WHAT THIS TASK INVOLVES: Retype every entry below without altering anything.

LISTED RECORDS:

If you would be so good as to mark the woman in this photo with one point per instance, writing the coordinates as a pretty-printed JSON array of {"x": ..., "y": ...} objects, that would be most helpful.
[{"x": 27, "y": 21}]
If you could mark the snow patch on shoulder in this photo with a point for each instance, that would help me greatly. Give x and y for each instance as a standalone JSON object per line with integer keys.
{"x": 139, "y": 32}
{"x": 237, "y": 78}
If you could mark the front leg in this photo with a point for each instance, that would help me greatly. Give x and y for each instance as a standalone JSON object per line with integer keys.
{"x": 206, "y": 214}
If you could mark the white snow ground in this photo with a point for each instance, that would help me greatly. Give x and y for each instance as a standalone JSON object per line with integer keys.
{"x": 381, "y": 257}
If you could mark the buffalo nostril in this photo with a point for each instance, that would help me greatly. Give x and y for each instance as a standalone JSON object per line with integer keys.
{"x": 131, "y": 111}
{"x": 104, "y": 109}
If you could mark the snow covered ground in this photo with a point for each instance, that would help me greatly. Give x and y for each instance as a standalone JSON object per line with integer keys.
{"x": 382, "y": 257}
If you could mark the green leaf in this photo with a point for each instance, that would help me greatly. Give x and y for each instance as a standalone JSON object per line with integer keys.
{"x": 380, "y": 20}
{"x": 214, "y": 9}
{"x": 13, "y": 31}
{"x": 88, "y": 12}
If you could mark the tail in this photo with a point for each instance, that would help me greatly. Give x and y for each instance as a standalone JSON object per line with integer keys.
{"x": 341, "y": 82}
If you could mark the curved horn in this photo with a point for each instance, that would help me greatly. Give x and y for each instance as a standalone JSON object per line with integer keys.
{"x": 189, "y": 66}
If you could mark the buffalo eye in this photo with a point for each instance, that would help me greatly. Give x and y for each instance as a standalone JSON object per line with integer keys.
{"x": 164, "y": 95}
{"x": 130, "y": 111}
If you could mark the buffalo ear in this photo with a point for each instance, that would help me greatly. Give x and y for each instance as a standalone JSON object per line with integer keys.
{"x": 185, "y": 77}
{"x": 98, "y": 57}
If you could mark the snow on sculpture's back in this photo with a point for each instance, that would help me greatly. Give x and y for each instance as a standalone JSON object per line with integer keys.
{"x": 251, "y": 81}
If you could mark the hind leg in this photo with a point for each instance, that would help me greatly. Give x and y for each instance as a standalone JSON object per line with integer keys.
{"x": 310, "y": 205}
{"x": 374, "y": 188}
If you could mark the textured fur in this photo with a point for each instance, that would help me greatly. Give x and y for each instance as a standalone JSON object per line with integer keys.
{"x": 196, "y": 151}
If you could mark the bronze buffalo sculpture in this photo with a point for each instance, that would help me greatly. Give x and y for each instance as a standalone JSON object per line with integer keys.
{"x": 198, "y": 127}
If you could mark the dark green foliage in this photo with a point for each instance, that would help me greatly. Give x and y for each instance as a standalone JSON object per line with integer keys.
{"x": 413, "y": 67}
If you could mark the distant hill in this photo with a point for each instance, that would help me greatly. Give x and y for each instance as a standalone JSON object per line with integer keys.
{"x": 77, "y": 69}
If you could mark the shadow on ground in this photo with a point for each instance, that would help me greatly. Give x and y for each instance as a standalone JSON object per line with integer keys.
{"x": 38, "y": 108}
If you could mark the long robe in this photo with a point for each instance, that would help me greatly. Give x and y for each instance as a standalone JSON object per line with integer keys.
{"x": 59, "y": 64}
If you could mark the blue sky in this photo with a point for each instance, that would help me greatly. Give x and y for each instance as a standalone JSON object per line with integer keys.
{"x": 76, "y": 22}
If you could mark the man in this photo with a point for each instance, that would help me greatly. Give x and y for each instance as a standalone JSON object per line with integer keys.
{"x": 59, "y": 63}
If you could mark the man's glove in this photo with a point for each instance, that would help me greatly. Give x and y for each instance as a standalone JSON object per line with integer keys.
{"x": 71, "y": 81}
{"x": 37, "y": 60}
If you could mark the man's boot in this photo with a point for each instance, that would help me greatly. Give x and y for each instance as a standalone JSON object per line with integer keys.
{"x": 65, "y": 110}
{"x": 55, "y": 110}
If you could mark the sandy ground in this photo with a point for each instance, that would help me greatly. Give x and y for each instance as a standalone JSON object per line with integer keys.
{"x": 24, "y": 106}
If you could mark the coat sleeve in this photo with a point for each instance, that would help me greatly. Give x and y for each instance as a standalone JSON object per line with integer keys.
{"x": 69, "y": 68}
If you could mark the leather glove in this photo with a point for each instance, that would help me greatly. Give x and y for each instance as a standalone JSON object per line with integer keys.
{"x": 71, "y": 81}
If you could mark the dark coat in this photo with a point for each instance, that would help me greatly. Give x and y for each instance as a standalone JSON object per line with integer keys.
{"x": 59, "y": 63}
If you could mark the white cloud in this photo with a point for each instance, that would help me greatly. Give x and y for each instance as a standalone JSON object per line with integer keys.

SOLUTION:
If you would be so good as to mark the woman in this photo with one point per instance, writing the coordinates as a pretty-printed JSON array of {"x": ..., "y": ...} objects, that would be most helpful.
[{"x": 27, "y": 21}]
If you could mark the snow patch on shoulder in this photo with a point for each instance, that would help me greatly. Give x and y for each instance as a standalone JSON object per line with integer keys.
{"x": 139, "y": 32}
{"x": 237, "y": 78}
If you could mark the front leg in this photo with a point for each instance, that would help me greatly. Give x and y for each instance as a standalone JSON object per line with integer keys.
{"x": 206, "y": 214}
If you could mark the white snow ground in this photo with a point for each instance, that would help me greatly. Give x and y for each instance as a standalone JSON object per line with integer keys.
{"x": 381, "y": 257}
If you could mark the buffalo nostril in this photo with a point for each instance, that would help me greatly. Give x and y for each instance as a standalone JSON object per line with integer keys.
{"x": 131, "y": 111}
{"x": 104, "y": 109}
If you could mark the snow covered ground in this photo with a point for each instance, that would help me greatly. Give x and y for each instance as a standalone JSON object per line with integer keys.
{"x": 382, "y": 257}
If you could mark the green leaf in this photo with a point for each instance, that would help me greatly. Give x and y for each instance as a standalone JSON object per line with integer keys.
{"x": 380, "y": 20}
{"x": 214, "y": 9}
{"x": 13, "y": 31}
{"x": 88, "y": 12}
If you could mark the tail in this photo with a point for each instance, that would help me greatly. Give x and y for each instance as a standalone JSON object per line with integer keys.
{"x": 341, "y": 82}
If you could mark the curved horn in this photo with a point for each instance, that would help me greatly. Give x and y for each instance as a standalone JSON object per line with integer keys.
{"x": 189, "y": 66}
If you could mark the buffalo eye in this photo with a point for each instance, that would help me greatly. Give x and y for each instance as a standalone JSON object per line with integer keys.
{"x": 164, "y": 95}
{"x": 130, "y": 111}
If you could mark the buffalo ear in this photo with a point for each instance, that would help me greatly. Give x and y for each instance as a standalone JSON object per line with integer keys.
{"x": 185, "y": 77}
{"x": 98, "y": 57}
If you could mark the snow on sculpture's back in this photo with a point for each instance, that would help me greatly. Give x and y for each instance as a standalone JSON object per line with integer keys.
{"x": 251, "y": 81}
If you could mark the hind leg in this photo with a point for each instance, that would help me greatly. Give x and y for each instance as a standalone JSON object per line with integer keys.
{"x": 310, "y": 205}
{"x": 374, "y": 188}
If you could mark the textured fur in this photo with a point for each instance, that would help me greatly. Give x and y for each instance as a standalone JSON object per line with integer keys.
{"x": 196, "y": 151}
If you could mark the bronze buffalo sculpture in this photo with a point for each instance, that would help me greatly. Give x and y for each instance as a standalone JSON object per line with integer keys.
{"x": 198, "y": 127}
If you could mark the dark green foliage in this photo with a point for each instance, that would help me greatly. Give x and y for each instance as a standalone JSON object per line with integer keys.
{"x": 413, "y": 67}
If you could mark the distant hill in this photo with a point for each instance, that would help me greatly. Give x and y for each instance as a standalone JSON object per line with integer keys.
{"x": 77, "y": 69}
If you could mark the shadow on ground in this photo with a point for each instance, that would help me greatly. Give x and y for each instance as a standalone JSON object per line with integer keys.
{"x": 38, "y": 108}
If you could mark the long robe in this photo with a point for each instance, that would help me greatly. Give x and y for each instance as a standalone JSON object per line with integer keys.
{"x": 59, "y": 64}
If you could mark the blue sky in this photo with a point for each instance, that would help me greatly. Give x and y for each instance as a standalone JSON object per line with integer keys.
{"x": 76, "y": 22}
If you could mark the man in this photo with a point for each instance, that would help me greatly. Give x and y for each instance as a standalone JSON object per line with integer keys.
{"x": 59, "y": 63}
If you could mark the man's glove in this photo with a point for each instance, that would help me greatly. Give x and y for each instance as a standalone JSON object per line with integer keys.
{"x": 71, "y": 81}
{"x": 37, "y": 60}
If you could mark the man's boot in this photo with a point for each instance, that would help me greatly. Give x and y for each instance as a standalone JSON object per line with integer keys.
{"x": 65, "y": 110}
{"x": 55, "y": 110}
If you could mark the sandy ground in this photo with a point for each instance, that would help me greatly. Give x and y for each instance as a standalone JSON object per line with integer keys.
{"x": 24, "y": 106}
If you could mark the coat sleeve in this photo with a point for each instance, that would help me greatly. Give x and y for each instance as a standalone JSON object per line with integer keys.
{"x": 69, "y": 68}
If you could mark the leather glove in this photo with a point for each instance, that would help me greatly. Give x and y for each instance as a standalone JSON object per line with integer keys.
{"x": 71, "y": 81}
If you could mark the dark coat in this photo with a point for each instance, that would help me greatly. Give x and y for each instance as a standalone JSON object per line with integer keys.
{"x": 59, "y": 63}
If you could mark the white cloud in this photo with a point for each instance, that would help me greatly. Give x and y for each instance as a standalone JSON object per line with integer keys.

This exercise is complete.